* _Problem statement_
In the entries below, find every line with "blue" and copy it.

Data entries
************

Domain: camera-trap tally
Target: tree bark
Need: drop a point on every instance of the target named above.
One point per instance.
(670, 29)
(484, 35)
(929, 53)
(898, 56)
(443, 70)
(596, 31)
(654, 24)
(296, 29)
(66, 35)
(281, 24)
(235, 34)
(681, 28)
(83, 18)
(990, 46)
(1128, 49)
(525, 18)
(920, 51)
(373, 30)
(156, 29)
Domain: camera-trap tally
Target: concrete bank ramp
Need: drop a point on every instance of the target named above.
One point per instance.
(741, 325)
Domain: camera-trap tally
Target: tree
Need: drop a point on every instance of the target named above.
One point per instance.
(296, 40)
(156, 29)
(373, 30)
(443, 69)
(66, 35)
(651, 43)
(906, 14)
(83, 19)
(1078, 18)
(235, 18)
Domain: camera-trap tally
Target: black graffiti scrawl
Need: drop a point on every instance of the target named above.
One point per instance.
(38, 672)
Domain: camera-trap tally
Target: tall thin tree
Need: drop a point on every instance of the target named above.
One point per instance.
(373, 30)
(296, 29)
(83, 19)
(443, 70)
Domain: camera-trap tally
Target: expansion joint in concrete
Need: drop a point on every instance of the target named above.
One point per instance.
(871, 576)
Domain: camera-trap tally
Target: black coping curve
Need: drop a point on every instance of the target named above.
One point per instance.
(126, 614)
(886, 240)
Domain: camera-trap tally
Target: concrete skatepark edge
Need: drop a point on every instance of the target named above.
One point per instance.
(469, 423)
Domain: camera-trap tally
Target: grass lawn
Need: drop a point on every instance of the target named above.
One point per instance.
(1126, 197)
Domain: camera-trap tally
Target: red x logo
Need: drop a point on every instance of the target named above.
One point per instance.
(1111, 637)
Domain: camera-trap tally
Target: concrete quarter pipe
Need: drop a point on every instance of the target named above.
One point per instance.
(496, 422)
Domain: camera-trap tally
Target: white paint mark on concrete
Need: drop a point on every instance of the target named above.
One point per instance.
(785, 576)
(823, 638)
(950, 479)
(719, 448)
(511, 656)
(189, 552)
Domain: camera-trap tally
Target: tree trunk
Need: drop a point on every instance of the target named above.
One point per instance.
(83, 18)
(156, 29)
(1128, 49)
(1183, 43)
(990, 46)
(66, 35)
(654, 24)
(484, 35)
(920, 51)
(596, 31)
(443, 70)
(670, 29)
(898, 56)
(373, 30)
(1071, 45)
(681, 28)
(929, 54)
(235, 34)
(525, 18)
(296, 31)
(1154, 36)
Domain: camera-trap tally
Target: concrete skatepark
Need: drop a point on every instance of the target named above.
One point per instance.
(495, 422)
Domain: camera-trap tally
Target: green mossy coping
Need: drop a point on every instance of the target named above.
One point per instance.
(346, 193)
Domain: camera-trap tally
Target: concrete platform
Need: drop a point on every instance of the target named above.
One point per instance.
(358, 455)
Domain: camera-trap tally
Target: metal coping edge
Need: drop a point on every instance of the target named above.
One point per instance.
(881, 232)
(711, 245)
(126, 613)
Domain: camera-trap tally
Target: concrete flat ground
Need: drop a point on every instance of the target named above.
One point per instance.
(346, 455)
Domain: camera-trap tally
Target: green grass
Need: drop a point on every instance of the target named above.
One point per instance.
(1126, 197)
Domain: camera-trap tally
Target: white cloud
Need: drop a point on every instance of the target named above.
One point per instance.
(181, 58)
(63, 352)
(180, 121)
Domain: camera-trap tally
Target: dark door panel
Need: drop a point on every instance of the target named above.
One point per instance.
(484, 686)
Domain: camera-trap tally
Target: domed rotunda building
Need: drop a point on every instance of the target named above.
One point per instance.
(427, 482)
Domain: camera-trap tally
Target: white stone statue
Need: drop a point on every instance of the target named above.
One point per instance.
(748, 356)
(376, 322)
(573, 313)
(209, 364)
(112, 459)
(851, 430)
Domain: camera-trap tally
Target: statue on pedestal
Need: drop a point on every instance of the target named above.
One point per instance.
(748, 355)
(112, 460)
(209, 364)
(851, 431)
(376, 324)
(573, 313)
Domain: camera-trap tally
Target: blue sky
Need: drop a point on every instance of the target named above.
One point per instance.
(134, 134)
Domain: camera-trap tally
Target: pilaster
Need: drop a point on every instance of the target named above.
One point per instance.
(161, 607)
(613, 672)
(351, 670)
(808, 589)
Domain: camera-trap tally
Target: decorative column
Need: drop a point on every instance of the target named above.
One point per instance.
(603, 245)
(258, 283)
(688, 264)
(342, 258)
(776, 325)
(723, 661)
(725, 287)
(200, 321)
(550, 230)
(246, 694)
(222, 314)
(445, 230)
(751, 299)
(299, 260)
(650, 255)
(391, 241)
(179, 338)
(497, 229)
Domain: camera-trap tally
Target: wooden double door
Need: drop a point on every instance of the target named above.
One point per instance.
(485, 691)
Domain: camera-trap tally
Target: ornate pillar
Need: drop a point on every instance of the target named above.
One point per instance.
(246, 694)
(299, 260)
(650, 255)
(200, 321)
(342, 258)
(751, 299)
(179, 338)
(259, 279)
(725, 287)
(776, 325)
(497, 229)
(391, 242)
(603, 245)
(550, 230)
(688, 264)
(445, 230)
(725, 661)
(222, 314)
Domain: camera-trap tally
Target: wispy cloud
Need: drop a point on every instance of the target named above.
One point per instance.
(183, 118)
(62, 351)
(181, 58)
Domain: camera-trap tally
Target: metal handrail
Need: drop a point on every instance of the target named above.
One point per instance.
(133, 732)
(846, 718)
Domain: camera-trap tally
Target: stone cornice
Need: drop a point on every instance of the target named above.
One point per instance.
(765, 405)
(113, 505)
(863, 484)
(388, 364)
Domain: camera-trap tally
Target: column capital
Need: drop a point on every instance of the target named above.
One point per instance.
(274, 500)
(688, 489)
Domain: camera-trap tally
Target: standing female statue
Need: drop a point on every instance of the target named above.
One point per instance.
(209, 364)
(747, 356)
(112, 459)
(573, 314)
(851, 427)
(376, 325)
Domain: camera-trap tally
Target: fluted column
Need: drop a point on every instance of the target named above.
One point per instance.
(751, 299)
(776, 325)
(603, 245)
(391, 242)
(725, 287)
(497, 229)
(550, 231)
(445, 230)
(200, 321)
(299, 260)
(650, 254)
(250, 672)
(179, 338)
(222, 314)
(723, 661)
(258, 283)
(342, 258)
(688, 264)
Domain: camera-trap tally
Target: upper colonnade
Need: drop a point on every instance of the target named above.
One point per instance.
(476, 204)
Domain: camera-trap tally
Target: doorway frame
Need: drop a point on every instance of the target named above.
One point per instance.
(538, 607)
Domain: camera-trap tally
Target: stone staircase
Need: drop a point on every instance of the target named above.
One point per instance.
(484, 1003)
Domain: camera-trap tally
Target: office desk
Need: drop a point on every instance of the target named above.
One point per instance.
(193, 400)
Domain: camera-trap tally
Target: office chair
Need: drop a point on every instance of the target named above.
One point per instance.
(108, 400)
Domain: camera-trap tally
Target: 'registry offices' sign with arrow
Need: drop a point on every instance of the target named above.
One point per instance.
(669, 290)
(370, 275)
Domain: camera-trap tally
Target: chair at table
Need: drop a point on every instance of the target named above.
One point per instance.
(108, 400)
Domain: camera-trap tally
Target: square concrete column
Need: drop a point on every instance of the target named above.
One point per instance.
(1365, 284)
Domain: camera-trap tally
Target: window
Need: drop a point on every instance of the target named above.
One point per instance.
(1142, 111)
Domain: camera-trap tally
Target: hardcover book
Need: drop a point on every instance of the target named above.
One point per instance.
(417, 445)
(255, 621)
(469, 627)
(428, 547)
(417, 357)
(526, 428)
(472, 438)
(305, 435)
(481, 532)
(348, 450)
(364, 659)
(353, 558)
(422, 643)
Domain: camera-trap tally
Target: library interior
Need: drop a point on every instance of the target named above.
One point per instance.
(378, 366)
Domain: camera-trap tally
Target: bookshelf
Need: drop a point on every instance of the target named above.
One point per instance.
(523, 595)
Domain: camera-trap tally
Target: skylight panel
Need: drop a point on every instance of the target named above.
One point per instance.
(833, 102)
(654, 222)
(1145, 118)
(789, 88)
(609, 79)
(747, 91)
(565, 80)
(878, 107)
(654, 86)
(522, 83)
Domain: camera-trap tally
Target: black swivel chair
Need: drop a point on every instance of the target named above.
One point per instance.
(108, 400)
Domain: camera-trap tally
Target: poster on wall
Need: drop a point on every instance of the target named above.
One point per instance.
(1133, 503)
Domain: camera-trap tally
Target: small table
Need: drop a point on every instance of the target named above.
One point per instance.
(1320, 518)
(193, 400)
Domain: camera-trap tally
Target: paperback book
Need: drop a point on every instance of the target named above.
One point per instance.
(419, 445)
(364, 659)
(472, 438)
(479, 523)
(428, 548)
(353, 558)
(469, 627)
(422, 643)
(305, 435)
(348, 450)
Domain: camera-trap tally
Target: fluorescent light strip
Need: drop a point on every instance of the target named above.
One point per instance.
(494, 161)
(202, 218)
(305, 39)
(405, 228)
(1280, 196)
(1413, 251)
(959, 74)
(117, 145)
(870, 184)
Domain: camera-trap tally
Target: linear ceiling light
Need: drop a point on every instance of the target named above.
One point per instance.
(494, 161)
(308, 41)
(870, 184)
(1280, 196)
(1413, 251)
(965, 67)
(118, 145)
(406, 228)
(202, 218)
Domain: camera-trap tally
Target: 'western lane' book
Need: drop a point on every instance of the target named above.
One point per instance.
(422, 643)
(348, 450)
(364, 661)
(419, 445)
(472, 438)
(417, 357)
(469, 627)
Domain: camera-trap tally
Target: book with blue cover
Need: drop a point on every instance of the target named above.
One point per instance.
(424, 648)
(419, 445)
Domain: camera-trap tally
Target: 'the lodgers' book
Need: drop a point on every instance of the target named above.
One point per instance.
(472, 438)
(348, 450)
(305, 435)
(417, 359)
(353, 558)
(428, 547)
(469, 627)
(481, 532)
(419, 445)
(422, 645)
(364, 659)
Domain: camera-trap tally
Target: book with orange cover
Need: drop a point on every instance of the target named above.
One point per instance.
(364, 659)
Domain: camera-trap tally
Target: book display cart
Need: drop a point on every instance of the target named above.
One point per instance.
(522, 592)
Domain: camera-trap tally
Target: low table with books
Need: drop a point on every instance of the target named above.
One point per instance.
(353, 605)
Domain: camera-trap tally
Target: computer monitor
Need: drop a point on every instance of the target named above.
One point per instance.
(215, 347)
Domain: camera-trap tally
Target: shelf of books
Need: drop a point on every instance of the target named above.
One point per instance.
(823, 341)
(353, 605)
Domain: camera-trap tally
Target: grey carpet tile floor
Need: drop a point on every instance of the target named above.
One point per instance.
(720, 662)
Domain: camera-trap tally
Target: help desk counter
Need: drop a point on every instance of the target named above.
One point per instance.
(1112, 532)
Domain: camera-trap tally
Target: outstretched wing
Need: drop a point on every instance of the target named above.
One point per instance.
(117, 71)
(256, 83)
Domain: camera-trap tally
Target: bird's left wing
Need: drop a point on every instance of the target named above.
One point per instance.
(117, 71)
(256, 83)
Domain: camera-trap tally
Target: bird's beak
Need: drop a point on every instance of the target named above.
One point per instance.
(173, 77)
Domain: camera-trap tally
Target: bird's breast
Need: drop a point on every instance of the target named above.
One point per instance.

************

* _Solution for this exercise_
Target: blue sky
Target: book with blue cover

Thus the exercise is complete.